# Activity
Please return only the lines from the one holding "box: [0, 11, 1599, 299]" through the one holding "27L20 29L16 339L1600", exactly as they appear in the records below, both ends included.

# Records for processing
--- START ---

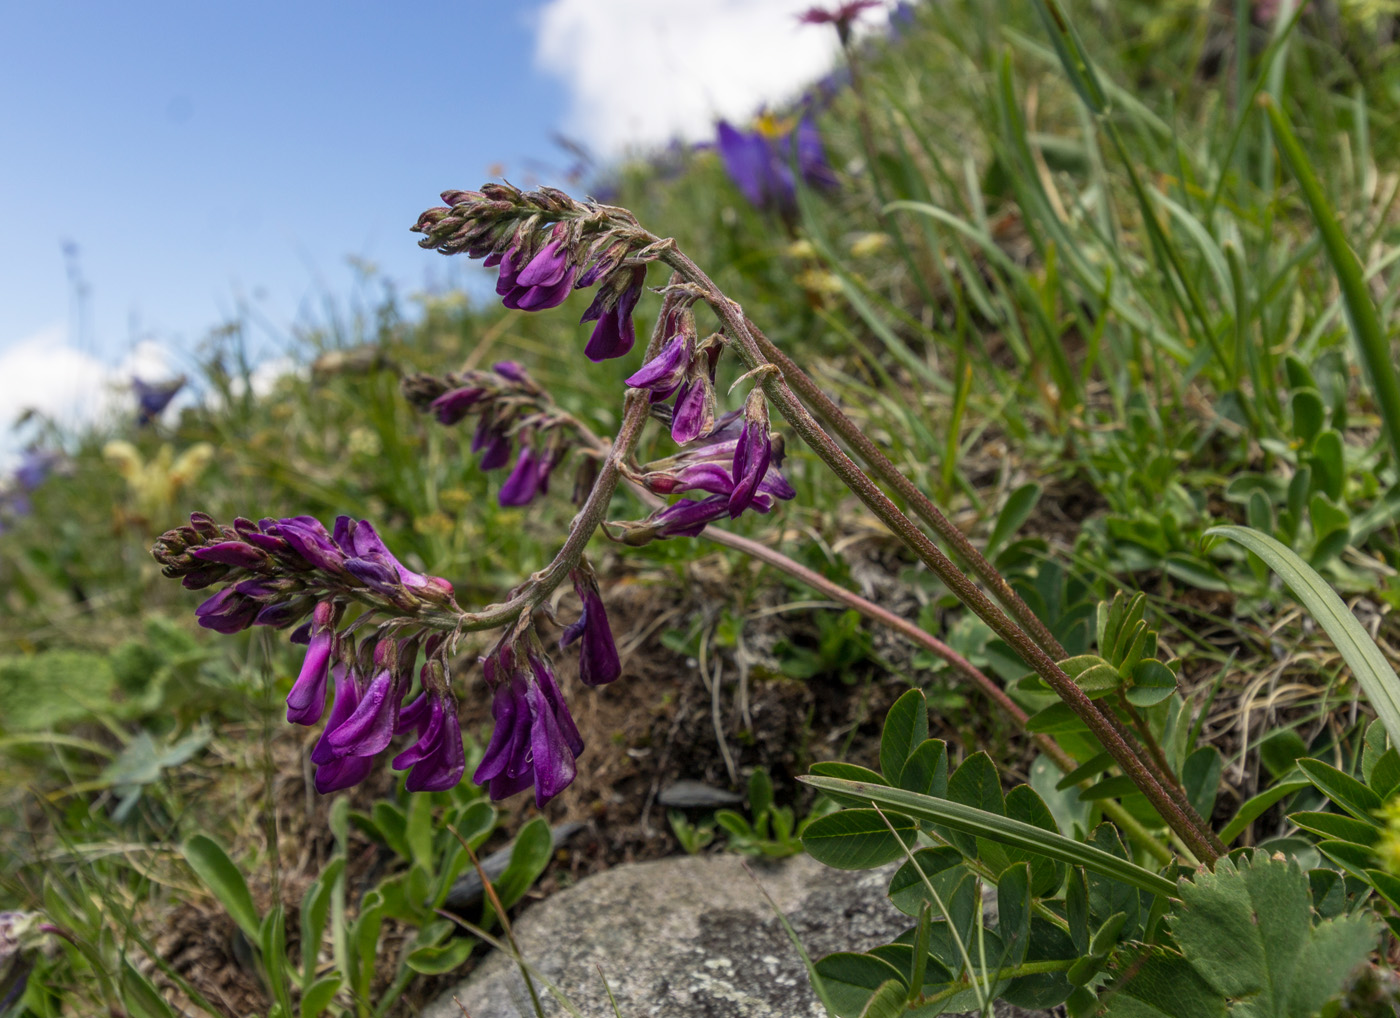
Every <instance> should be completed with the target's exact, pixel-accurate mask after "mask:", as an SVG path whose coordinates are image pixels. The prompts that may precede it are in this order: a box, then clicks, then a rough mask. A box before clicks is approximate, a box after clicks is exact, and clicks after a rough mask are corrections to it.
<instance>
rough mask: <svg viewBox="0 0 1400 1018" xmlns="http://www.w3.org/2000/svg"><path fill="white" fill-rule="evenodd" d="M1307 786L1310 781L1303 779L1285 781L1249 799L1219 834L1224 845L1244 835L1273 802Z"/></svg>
mask: <svg viewBox="0 0 1400 1018" xmlns="http://www.w3.org/2000/svg"><path fill="white" fill-rule="evenodd" d="M1309 786H1312V781H1309V780H1308V779H1305V777H1298V779H1287V780H1282V781H1280V783H1278V784H1275V786H1273V787H1271V788H1266V790H1264V791H1261V793H1259V795H1253V797H1250V798H1249V800H1247V801H1246V802H1245V805H1242V807H1240V808H1239V812H1236V814H1235V816H1233V818H1232V819H1231V822H1229V823H1226V825H1225V829H1224V830H1222V832H1221V840H1222V842H1224V843H1225V844H1229V843H1231V842H1233V840H1235V839H1236V837H1239V836H1240V835H1243V833H1245V828H1247V826H1249V825H1250V823H1253V822H1254V821H1256V819H1259V818H1260V816H1263V815H1264V811H1267V809H1268V807H1271V805H1274V802H1277V801H1278V800H1281V798H1285V797H1288V795H1292V794H1294V793H1295V791H1301V790H1303V788H1308V787H1309Z"/></svg>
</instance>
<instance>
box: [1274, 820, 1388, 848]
mask: <svg viewBox="0 0 1400 1018" xmlns="http://www.w3.org/2000/svg"><path fill="white" fill-rule="evenodd" d="M1288 822H1289V823H1294V825H1296V826H1299V828H1302V829H1303V830H1310V832H1312V833H1315V835H1322V836H1323V837H1334V839H1337V840H1338V842H1351V843H1352V844H1361V846H1365V847H1368V849H1369V847H1372V846H1373V844H1375V843H1376V842H1379V840H1380V828H1376V826H1375V825H1371V823H1362V822H1361V821H1357V819H1352V818H1351V816H1343V815H1341V814H1317V812H1299V814H1289V815H1288Z"/></svg>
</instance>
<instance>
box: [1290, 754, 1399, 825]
mask: <svg viewBox="0 0 1400 1018" xmlns="http://www.w3.org/2000/svg"><path fill="white" fill-rule="evenodd" d="M1298 769H1299V770H1302V772H1303V774H1306V776H1308V780H1309V781H1312V783H1313V784H1315V786H1317V788H1320V790H1322V793H1323V794H1324V795H1326V797H1327V798H1330V800H1331V801H1333V802H1336V804H1337V805H1338V807H1341V808H1343V809H1345V811H1347V812H1348V814H1351V815H1352V816H1355V818H1357V819H1358V821H1365V822H1366V823H1372V825H1375V826H1378V828H1379V826H1380V821H1378V819H1376V811H1378V809H1379V808H1380V797H1379V795H1376V794H1375V793H1373V791H1371V788H1368V787H1366V786H1364V784H1362V783H1361V781H1358V780H1357V779H1354V777H1352V776H1351V774H1345V773H1343V772H1340V770H1337V769H1336V767H1333V766H1331V765H1330V763H1323V762H1322V760H1315V759H1312V758H1308V756H1305V758H1302V759H1301V760H1298Z"/></svg>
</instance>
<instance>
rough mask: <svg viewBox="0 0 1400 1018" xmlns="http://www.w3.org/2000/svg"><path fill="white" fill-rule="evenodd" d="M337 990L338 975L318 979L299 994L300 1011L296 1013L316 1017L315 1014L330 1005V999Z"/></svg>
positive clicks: (339, 989)
mask: <svg viewBox="0 0 1400 1018" xmlns="http://www.w3.org/2000/svg"><path fill="white" fill-rule="evenodd" d="M339 990H340V976H325V977H323V979H318V980H316V982H315V983H312V984H311V987H309V989H308V990H307V991H305V993H304V994H301V1011H300V1012H298V1014H300V1015H301V1018H316V1015H319V1014H321V1012H322V1011H325V1010H326V1008H328V1007H330V1001H332V1000H335V996H336V993H337V991H339Z"/></svg>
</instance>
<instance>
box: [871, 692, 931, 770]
mask: <svg viewBox="0 0 1400 1018" xmlns="http://www.w3.org/2000/svg"><path fill="white" fill-rule="evenodd" d="M927 738H928V702H927V700H925V699H924V690H921V689H910V690H909V692H906V693H904V695H903V696H900V697H899V699H897V700H895V706H892V707H890V709H889V714H886V716H885V728H883V730H882V731H881V737H879V770H881V773H882V774H883V776H885V780H886V781H889V783H890V784H897V783H899V776H900V774H902V773H903V772H904V762H906V760H909V755H910V753H913V752H914V748H916V746H917V745H918V744H920V742H923V741H924V739H927Z"/></svg>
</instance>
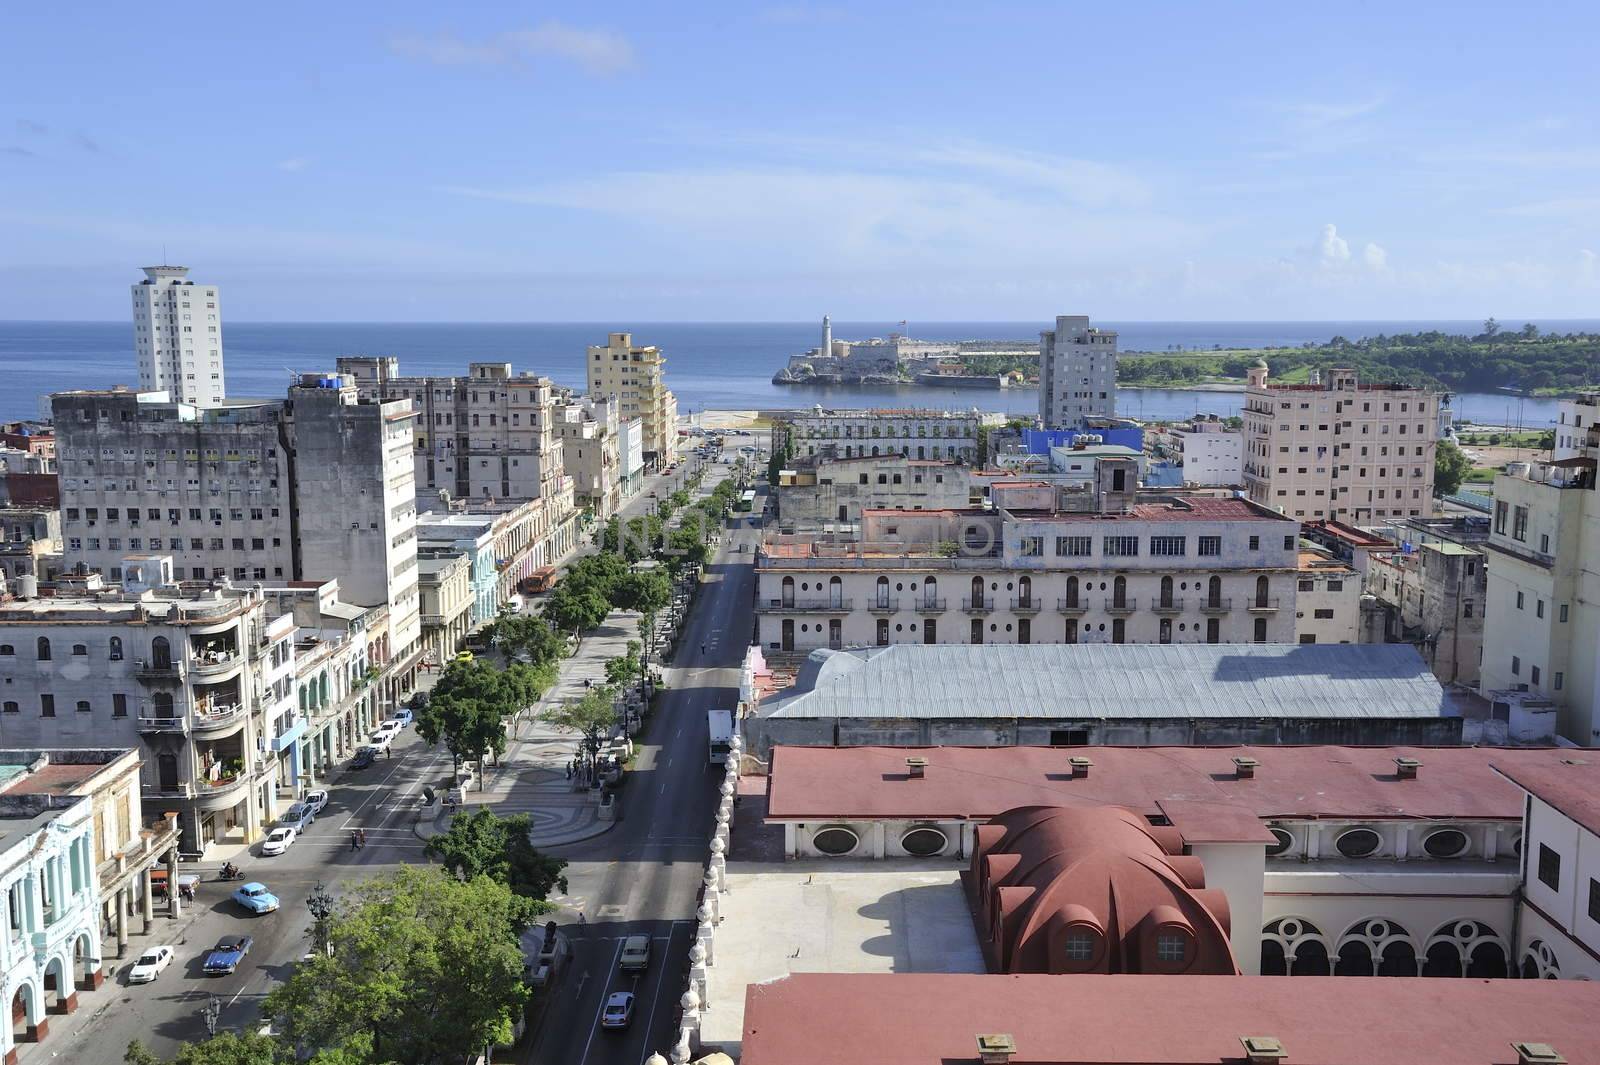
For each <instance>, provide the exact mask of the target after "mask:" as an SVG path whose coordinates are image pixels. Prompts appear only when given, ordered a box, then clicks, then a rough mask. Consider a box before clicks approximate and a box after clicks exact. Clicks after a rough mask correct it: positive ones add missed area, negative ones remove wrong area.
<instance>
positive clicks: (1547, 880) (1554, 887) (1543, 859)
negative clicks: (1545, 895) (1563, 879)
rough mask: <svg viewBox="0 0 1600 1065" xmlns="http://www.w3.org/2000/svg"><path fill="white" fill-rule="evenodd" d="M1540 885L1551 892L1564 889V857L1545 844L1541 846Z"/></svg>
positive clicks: (1558, 890)
mask: <svg viewBox="0 0 1600 1065" xmlns="http://www.w3.org/2000/svg"><path fill="white" fill-rule="evenodd" d="M1539 883H1541V884H1544V886H1546V887H1549V889H1550V891H1560V887H1562V856H1560V854H1557V852H1555V851H1552V849H1550V848H1549V844H1544V843H1541V844H1539Z"/></svg>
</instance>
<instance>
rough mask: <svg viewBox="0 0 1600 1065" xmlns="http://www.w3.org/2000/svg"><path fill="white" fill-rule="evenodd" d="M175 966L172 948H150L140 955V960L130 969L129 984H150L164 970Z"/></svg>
mask: <svg viewBox="0 0 1600 1065" xmlns="http://www.w3.org/2000/svg"><path fill="white" fill-rule="evenodd" d="M170 964H173V948H171V947H150V948H149V950H147V951H144V953H142V955H139V959H138V961H134V963H133V967H131V969H128V983H149V982H150V980H154V979H155V977H158V975H162V969H165V967H166V966H170Z"/></svg>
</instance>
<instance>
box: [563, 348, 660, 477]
mask: <svg viewBox="0 0 1600 1065" xmlns="http://www.w3.org/2000/svg"><path fill="white" fill-rule="evenodd" d="M586 365H587V368H589V395H595V397H611V398H614V400H618V401H619V403H621V405H622V409H621V419H622V421H624V422H626V421H629V419H634V417H637V419H640V421H642V422H643V427H645V462H646V464H651V462H662V461H667V459H670V456H672V451H674V448H675V445H677V435H678V398H677V397H675V395H672V390H670V389H667V379H666V366H667V360H666V357H664V355H662V353H661V349H659V347H654V345H648V347H634V334H632V333H611V334H610V336H608V337H606V342H605V345H590V347H589V358H587V363H586Z"/></svg>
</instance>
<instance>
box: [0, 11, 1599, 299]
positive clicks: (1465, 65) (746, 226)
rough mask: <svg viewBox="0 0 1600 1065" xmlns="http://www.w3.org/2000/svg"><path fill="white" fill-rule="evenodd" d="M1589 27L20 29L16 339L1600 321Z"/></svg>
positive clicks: (1595, 86)
mask: <svg viewBox="0 0 1600 1065" xmlns="http://www.w3.org/2000/svg"><path fill="white" fill-rule="evenodd" d="M1597 37H1600V5H1594V3H1578V2H1574V3H1565V5H1557V3H1526V5H1517V6H1515V8H1507V6H1506V5H1502V3H1498V5H1488V3H1474V2H1470V0H1469V2H1456V3H1408V5H1395V3H1342V5H1336V6H1331V5H1285V3H1243V2H1240V3H1171V5H1163V3H1136V2H1131V3H1120V5H1106V3H1094V5H1090V3H1038V5H1027V3H982V5H973V3H936V2H923V3H859V2H858V3H842V5H810V3H795V5H763V3H760V2H754V3H694V5H662V3H632V2H627V0H616V2H613V3H606V5H594V3H587V5H558V3H550V5H542V3H501V2H490V0H485V2H480V3H472V5H438V3H413V2H410V0H395V2H390V3H381V5H379V3H357V2H350V3H326V2H322V3H301V2H298V0H278V2H275V3H272V5H229V3H211V5H205V3H181V5H160V6H155V8H152V6H149V5H128V3H115V5H114V3H99V2H98V0H96V2H90V3H82V5H66V6H62V5H37V3H35V5H8V11H6V13H5V14H3V16H0V320H5V318H13V320H14V318H61V320H117V318H125V317H126V313H128V289H126V285H130V283H131V281H134V280H138V278H139V277H141V275H139V267H142V265H149V264H154V262H158V261H162V259H165V261H168V262H176V264H184V265H189V267H190V269H192V270H194V277H195V278H198V280H203V281H210V283H216V285H219V286H222V294H224V301H226V304H224V305H226V312H227V317H229V318H230V320H242V321H605V320H630V321H710V320H714V321H797V320H813V318H816V317H819V315H822V313H832V315H834V317H835V318H840V320H898V318H920V320H946V321H950V320H966V321H982V320H994V321H1016V320H1026V321H1037V320H1048V318H1051V317H1054V315H1058V313H1088V315H1091V317H1099V318H1112V320H1123V321H1126V320H1341V318H1398V320H1405V318H1469V320H1475V318H1483V317H1488V315H1499V317H1501V318H1515V317H1538V318H1592V317H1597V313H1600V310H1597V309H1600V259H1597V256H1600V136H1597V134H1600V93H1597V88H1600V75H1597V67H1595V59H1594V42H1595V38H1597Z"/></svg>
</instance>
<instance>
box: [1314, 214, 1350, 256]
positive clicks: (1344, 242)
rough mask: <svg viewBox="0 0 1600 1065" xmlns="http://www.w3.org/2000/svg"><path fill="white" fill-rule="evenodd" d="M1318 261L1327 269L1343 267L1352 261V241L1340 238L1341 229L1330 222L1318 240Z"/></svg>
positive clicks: (1322, 227) (1332, 223)
mask: <svg viewBox="0 0 1600 1065" xmlns="http://www.w3.org/2000/svg"><path fill="white" fill-rule="evenodd" d="M1317 261H1318V262H1320V264H1322V265H1325V267H1341V265H1344V264H1346V262H1349V261H1350V241H1347V240H1346V238H1344V237H1339V227H1338V225H1334V224H1333V222H1328V224H1326V225H1323V227H1322V238H1318V240H1317Z"/></svg>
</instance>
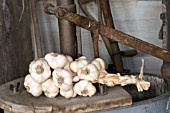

--- END ---

# Answer to this exercise
box: [0, 11, 1599, 299]
positive clicks: (1465, 65) (746, 226)
rough mask: <svg viewBox="0 0 1600 1065" xmlns="http://www.w3.org/2000/svg"><path fill="white" fill-rule="evenodd" d="M1589 27L20 29L16 339L1600 321Z"/></svg>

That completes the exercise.